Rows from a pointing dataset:
++++++++++++++++++++

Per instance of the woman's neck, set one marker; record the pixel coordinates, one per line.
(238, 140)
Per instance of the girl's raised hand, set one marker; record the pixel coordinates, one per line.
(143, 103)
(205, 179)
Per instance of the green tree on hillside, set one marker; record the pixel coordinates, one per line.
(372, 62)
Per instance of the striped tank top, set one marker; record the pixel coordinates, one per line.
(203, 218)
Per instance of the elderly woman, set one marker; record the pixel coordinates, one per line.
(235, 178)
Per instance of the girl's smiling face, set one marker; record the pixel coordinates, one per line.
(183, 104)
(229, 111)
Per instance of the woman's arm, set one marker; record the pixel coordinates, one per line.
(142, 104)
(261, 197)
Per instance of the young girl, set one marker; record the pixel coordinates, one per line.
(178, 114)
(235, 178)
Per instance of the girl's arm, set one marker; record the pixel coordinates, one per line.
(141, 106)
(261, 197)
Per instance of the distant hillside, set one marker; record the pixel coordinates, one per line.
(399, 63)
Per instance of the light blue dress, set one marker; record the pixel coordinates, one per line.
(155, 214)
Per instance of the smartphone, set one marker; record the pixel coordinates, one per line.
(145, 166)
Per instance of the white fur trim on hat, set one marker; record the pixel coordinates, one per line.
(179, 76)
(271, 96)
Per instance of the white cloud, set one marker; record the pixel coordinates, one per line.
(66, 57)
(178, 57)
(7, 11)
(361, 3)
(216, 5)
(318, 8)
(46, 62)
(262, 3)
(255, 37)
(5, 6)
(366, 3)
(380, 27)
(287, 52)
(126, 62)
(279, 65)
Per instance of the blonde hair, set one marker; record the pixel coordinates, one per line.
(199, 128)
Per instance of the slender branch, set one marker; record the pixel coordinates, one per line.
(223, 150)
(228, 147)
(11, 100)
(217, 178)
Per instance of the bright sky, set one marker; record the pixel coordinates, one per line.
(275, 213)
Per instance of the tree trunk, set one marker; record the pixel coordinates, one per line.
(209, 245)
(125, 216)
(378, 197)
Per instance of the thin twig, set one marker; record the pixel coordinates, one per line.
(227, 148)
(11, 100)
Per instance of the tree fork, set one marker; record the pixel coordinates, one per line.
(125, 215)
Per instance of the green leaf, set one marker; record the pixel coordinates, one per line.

++++++++++++++++++++

What you will do ::
Rewrite all of the entries above, changing each "set one marker" to "place one point". Keep every other word and line the same.

Full solution ::
Per instance of the woman's neck, place one point; record the pixel coordinates, one per line.
(238, 140)
Per instance of the girl's raised hand, place one point; record the pixel coordinates, one per line.
(143, 103)
(205, 179)
Per instance of the green tree on hillside, place one point; record the pixel coordinates, one per line.
(372, 62)
Per instance of the striped tank top, place one point; record the pixel coordinates, one per line.
(203, 218)
Per instance of the elderly woman, place one point; record the pixel coordinates, one per line.
(235, 178)
Per instance of the girl's smiling face, place one point; record the pixel coordinates, one per line.
(183, 104)
(229, 111)
Per instance of the woman's arm, place one point; record the pixel coordinates, one per line.
(142, 104)
(261, 197)
Per instance of the young girl, place one point; record the pixel coordinates, one per line.
(178, 114)
(235, 178)
Per instance of the girl's arm, place one point; record the pixel coordinates, one per line.
(141, 106)
(261, 197)
Per instance of the distant hillside, place one point; record the pixel coordinates, one per line.
(399, 63)
Per instance of the light blue dress, place one point; record the pixel coordinates, one per line.
(155, 214)
Per instance of the smartphone, place one point; record the pixel coordinates, one per line.
(145, 166)
Per instance of the white fur trim on hat, place one point; record the pixel coordinates, one per line.
(179, 76)
(271, 96)
Per instance of the white cloud, place one point; record the pixel coordinates, one per line.
(66, 57)
(178, 57)
(7, 11)
(361, 3)
(216, 5)
(318, 8)
(46, 62)
(262, 3)
(255, 37)
(5, 6)
(366, 3)
(380, 27)
(287, 52)
(126, 62)
(279, 65)
Per instance of the blonde hair, place one point; record the pixel coordinates, one per line.
(199, 128)
Per instance of the slender branch, place one point; record the pixel coordinates, one per line.
(223, 150)
(228, 147)
(11, 100)
(217, 178)
Per instance of the bright sky, place one point; record the pixel coordinates, one per line.
(275, 213)
Per instance of the tree trunk, place one point; record the pixel coordinates, one per line.
(209, 245)
(125, 216)
(378, 197)
Per instance of the thin twig, place one point; record the pixel coordinates, one per line.
(227, 148)
(11, 100)
Per instance of the tree fork, place one point; record the pixel coordinates, one per line.
(125, 215)
Per instance of the green leaf, place one point; record the pixel coordinates, one per line.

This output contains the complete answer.